START Text for analysis

The Government’s new four-week cancer waiting standard will be introduced from April 2018 in a move to save an extra 5,000 lives over the next two years, NHS chiefs have announced.

NHS England said the target – to guarantee patients get a definitive diagnosis or the all-clear from cancer within 28 days of referral for suspected cancer by their GP – will start next year, following a drive to expand diagnostic capacity this year. The target was originally announced two years ago and will replace the current urgent two-week wait referral standard, which is to be phased out. 

Trusts will also be offered extra performance incentives this year, to tackle poor achievement of the 62-day treatment target – which has now been missed nationally for the past three years.

NHS England said cancer survival rates are ‘at a record high, with an estimated 7,000-pus more people surviving cancer after NHS treatment compared with three years earlier’, but that with the ageing population ‘it is essential we expand diagnostic capacity’.

The commitments were outlined in NHS England’s Five Year Forward View delivery plan, and will also see GPs start referring to new multidisciplinary ‘Rapid Diagnostic and Assessment Centres’ this year.

These centres – part of the early diagnosis drive announced with publication of the Cancer Task Force report – will allow GPs to refer people with vague or complex sets of symptoms for a number of different tests to be done all on the same day. NHS England said 10 sites will be up and running across the country by March 2018.

The delivery plan stated that NHS England will ‘expand diagnostic capacity so that England is meeting all eight of the cancer waiting standards, compared to seven out of eight today’ and that this will ‘focus specifically on the cancer 62-day from referral to treatment standard ahead of the introduction of the new standard to give patients a definitive diagnosis within 28 days by 2020’.

It continued: ‘Performance incentives for achievement of the cancer 62-day waiting standard will be applied to extra funding available to our cancer alliances.’

The report added that by March 2018, NHS England will ‘introduce 10 new multi-disciplinary Rapid Diagnostic and Assessment Centres across England, and by March 2019, rollout Centres in each of the 16 cancer alliances’.

END Text for analysis
START Data excerpts

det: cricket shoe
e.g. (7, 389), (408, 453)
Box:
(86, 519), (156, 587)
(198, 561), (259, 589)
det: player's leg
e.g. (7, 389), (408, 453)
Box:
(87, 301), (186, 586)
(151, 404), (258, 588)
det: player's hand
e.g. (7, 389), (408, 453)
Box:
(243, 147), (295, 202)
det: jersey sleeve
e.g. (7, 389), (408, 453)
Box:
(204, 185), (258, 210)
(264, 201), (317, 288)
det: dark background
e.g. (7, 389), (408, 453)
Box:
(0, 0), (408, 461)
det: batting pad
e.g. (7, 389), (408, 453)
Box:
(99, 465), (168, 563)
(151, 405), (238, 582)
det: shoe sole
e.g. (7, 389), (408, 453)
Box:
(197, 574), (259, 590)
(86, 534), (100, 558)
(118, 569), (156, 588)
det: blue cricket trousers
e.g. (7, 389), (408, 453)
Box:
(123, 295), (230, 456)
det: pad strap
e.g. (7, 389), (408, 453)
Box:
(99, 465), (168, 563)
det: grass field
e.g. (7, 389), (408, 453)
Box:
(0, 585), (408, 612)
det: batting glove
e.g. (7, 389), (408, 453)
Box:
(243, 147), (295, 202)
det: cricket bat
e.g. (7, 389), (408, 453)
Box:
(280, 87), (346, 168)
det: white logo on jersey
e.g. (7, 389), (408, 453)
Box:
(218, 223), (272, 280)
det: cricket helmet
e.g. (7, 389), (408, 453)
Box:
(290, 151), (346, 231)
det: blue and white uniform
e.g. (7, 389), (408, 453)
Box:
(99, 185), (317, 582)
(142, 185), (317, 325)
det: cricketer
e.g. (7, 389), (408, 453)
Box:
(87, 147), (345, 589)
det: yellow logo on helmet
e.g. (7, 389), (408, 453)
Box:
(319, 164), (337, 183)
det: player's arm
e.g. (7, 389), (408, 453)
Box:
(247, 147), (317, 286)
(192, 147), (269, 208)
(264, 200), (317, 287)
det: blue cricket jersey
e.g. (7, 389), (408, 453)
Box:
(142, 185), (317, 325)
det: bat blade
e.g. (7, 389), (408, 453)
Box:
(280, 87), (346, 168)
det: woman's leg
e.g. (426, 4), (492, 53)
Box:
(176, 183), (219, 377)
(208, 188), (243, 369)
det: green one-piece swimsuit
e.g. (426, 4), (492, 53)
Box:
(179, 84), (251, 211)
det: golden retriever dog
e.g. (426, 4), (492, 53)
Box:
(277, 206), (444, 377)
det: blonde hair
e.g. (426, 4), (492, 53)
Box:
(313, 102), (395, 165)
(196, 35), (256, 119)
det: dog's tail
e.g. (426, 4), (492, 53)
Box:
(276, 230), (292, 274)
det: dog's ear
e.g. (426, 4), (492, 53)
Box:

END Data excerpts

▶ _Work task 1_
Answer the following questions using the article on cancer waiting standards.
(a) Within how many days of a GP referral must patients receive a definitive diagnosis or the all-clear under the new standard?
(b) For how many years has the 62-day treatment target been missed nationally?
(c) How many Rapid Diagnostic and Assessment Centres are to be running across England by March 2018?
▶ _Work task 2_
Return, word for word, the part of the article on cancer waiting standards that opens with the words containing "NHS England said cancer" and closes with "by March 2018.".
These records bear no relation to the article on cancer waiting standards.

▶ _Task solution 1_
(a) 28 days
(b) Three years
(c) 10

▶ _Task solution 2_
NHS England said cancer survival rates are ‘at a record high, with an estimated 7,000-pus more people surviving cancer after NHS treatment compared with three years earlier’, but that with the ageing population ‘it is essential we expand diagnostic capacity’.

The commitments were outlined in NHS England’s Five Year Forward View delivery plan, and will also see GPs start referring to new multidisciplinary ‘Rapid Diagnostic and Assessment Centres’ this year.

These centres – part of the early diagnosis drive announced with publication of the Cancer Task Force report – will allow GPs to refer people with vague or complex sets of symptoms for a number of different tests to be done all on the same day. NHS England said 10 sites will be up and running across the country by March 2018.